* **SELECTED EXTRACT**
It must be granted, of course, given that musical cultures are ultimately just networks of human beings, complete with all of our attendant vanities, fallacies, and vicissitudes, that there can be no perfectly unencumbered process of discovery, just as there can be no perfect force applied to an object without some small degree of friction. There is, even so, something inherently essentialist about the gesture of program annotation, and it is an essentialism thoroughly at odds with the practice’s clearly non-essential role even in the concert music culture from which it spawns. There is hardly an instinct so universally shared among musical minds of all stripes as the need to proselytize for one’s most cherished works, and yet we must not fail to recognize at the heart of this impulse a desire, however seemingly trivial or innocuous, for control and self-validation. The notion of “letting the music speak for itself,” then, is not so easily dismissed (or embraced) solely on aesthetic or philosophical grounds without also considering its ethical ramifications.

* **SHORT PROBLEM A**
Gather every line of the listing below that contains the word "black" and copy each one out.

* **DATA SHOWN**

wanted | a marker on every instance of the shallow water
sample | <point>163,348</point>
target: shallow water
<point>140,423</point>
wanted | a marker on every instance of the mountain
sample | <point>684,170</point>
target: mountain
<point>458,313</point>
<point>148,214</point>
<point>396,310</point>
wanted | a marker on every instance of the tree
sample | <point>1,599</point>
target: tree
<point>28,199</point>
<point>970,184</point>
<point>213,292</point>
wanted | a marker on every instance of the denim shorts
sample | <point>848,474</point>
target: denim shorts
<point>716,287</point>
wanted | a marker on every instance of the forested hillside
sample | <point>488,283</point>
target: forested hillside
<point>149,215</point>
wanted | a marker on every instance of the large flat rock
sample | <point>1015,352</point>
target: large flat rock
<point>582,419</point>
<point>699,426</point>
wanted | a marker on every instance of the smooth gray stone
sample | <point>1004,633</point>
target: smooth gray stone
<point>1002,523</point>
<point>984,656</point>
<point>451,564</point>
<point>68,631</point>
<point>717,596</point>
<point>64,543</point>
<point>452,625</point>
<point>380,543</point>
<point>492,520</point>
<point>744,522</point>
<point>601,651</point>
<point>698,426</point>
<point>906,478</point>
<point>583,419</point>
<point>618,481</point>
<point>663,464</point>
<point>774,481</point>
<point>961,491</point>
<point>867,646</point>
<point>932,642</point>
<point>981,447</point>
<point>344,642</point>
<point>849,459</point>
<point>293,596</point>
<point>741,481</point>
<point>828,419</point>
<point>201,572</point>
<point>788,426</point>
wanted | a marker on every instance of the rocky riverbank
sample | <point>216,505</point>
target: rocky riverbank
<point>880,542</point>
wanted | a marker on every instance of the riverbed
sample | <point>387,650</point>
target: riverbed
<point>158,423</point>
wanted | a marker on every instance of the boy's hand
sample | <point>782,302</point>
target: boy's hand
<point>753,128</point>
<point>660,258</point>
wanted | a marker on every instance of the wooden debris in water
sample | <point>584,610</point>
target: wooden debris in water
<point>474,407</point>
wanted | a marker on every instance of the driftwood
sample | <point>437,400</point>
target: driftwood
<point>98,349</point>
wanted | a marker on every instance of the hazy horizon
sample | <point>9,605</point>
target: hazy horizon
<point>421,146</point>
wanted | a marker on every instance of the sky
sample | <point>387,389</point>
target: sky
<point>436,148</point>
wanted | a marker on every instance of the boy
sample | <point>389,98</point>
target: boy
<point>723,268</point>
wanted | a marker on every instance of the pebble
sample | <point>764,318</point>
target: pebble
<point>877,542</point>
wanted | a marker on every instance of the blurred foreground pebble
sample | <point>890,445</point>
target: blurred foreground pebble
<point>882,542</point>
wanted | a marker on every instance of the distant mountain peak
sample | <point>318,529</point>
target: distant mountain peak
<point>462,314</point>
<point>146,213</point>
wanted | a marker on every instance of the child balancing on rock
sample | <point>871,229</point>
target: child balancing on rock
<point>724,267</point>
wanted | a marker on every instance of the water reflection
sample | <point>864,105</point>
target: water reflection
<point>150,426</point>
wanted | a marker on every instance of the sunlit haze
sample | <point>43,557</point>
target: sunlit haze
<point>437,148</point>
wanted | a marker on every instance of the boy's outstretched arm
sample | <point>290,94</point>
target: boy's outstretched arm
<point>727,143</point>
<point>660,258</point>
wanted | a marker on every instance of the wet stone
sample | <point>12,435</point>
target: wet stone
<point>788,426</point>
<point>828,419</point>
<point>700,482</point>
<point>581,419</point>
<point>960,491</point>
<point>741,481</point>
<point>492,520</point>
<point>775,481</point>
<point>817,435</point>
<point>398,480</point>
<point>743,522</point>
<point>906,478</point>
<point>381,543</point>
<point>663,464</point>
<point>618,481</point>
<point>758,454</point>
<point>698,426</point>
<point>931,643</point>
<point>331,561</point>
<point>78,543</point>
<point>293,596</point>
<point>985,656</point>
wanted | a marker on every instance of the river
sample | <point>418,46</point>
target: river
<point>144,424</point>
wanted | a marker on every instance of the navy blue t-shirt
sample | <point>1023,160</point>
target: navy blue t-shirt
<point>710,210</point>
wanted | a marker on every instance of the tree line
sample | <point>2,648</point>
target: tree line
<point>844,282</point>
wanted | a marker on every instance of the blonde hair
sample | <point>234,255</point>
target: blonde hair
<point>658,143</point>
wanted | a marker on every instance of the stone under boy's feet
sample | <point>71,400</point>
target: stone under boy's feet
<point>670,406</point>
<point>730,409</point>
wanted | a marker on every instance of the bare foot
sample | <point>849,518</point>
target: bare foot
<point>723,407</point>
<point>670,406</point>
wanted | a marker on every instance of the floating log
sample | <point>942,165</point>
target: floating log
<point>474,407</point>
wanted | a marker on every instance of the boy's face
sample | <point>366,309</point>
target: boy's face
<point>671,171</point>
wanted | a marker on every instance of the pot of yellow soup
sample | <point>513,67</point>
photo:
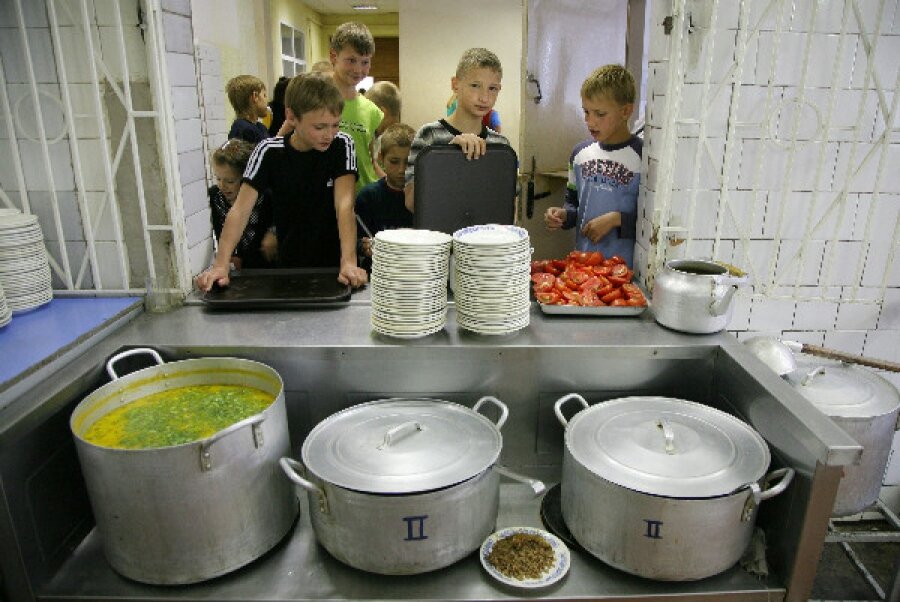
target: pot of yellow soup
<point>181,466</point>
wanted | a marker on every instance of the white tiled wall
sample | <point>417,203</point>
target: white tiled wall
<point>834,204</point>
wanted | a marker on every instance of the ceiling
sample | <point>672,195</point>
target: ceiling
<point>344,7</point>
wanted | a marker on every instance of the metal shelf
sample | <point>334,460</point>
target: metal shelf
<point>856,537</point>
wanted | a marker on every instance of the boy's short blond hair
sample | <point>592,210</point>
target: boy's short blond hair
<point>322,67</point>
<point>240,91</point>
<point>355,35</point>
<point>396,135</point>
<point>312,91</point>
<point>478,58</point>
<point>613,81</point>
<point>234,153</point>
<point>386,95</point>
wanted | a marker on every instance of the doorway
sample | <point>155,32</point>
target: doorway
<point>565,41</point>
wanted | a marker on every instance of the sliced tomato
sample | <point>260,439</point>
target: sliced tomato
<point>572,296</point>
<point>544,286</point>
<point>592,284</point>
<point>538,266</point>
<point>542,277</point>
<point>631,290</point>
<point>612,296</point>
<point>547,298</point>
<point>620,274</point>
<point>590,299</point>
<point>578,277</point>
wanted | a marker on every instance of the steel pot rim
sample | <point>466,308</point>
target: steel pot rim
<point>144,377</point>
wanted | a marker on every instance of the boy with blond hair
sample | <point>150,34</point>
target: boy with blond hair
<point>351,50</point>
<point>605,171</point>
<point>247,95</point>
<point>476,85</point>
<point>381,205</point>
<point>311,171</point>
<point>386,96</point>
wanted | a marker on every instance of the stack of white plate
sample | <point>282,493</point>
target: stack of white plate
<point>409,282</point>
<point>5,312</point>
<point>492,278</point>
<point>24,270</point>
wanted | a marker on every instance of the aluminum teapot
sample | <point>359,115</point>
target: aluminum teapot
<point>695,295</point>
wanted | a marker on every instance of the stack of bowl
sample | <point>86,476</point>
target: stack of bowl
<point>409,282</point>
<point>492,265</point>
<point>24,268</point>
<point>5,312</point>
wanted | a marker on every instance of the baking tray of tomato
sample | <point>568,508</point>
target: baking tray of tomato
<point>611,311</point>
<point>587,284</point>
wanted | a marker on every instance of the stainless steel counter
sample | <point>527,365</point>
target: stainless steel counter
<point>330,359</point>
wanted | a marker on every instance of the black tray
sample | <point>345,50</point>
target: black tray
<point>452,192</point>
<point>289,288</point>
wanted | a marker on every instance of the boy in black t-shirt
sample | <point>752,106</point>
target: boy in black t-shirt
<point>312,174</point>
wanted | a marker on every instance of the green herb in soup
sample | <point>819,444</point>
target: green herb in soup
<point>177,416</point>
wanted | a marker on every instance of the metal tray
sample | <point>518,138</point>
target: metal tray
<point>279,288</point>
<point>577,310</point>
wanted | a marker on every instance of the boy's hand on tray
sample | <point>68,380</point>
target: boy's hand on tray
<point>353,275</point>
<point>212,275</point>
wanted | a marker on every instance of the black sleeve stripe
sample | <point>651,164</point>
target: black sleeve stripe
<point>256,156</point>
<point>349,151</point>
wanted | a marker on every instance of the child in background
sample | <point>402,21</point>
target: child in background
<point>604,172</point>
<point>247,95</point>
<point>311,171</point>
<point>380,205</point>
<point>386,96</point>
<point>476,86</point>
<point>257,246</point>
<point>276,106</point>
<point>352,47</point>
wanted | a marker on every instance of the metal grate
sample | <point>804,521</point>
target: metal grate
<point>90,100</point>
<point>782,159</point>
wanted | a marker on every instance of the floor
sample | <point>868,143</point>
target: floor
<point>838,578</point>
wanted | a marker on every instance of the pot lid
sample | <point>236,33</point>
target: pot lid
<point>402,446</point>
<point>843,391</point>
<point>667,447</point>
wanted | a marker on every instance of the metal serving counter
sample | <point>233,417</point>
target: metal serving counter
<point>330,359</point>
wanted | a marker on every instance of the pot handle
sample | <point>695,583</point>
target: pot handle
<point>557,407</point>
<point>400,431</point>
<point>253,422</point>
<point>758,494</point>
<point>129,353</point>
<point>537,486</point>
<point>504,411</point>
<point>291,468</point>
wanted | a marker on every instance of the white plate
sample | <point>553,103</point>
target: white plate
<point>558,570</point>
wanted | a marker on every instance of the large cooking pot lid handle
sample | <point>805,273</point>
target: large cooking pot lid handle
<point>291,468</point>
<point>557,407</point>
<point>504,411</point>
<point>129,353</point>
<point>786,474</point>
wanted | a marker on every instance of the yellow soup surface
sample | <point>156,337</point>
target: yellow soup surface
<point>177,416</point>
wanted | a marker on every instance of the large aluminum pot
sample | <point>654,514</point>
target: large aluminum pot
<point>402,486</point>
<point>663,488</point>
<point>187,513</point>
<point>866,407</point>
<point>694,295</point>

* **SHORT PROBLEM B**
Answer these questions about the passage on program annotation:
(i) What physical comparison does it use for the idea that no process of discovery can be perfectly unencumbered?
(ii) What desire does it place at the heart of the impulse to proselytize for one's most cherished works?
(iii) Besides aesthetic or philosophical grounds, what must be considered when judging the notion of "letting the music speak for itself"?

* **REPLY A**
wanted | a marker on every instance of the black tray
target: black tray
wanted | a marker on every instance of the boy in black t-shirt
target: boy in black t-shirt
wanted | a marker on every instance of the black sleeve stripe
target: black sleeve stripe

* **REPLY B**
(i) A force applied to an object: there can be no perfect force without some small degree of friction.
(ii) A desire for control and self-validation.
(iii) Its ethical ramifications.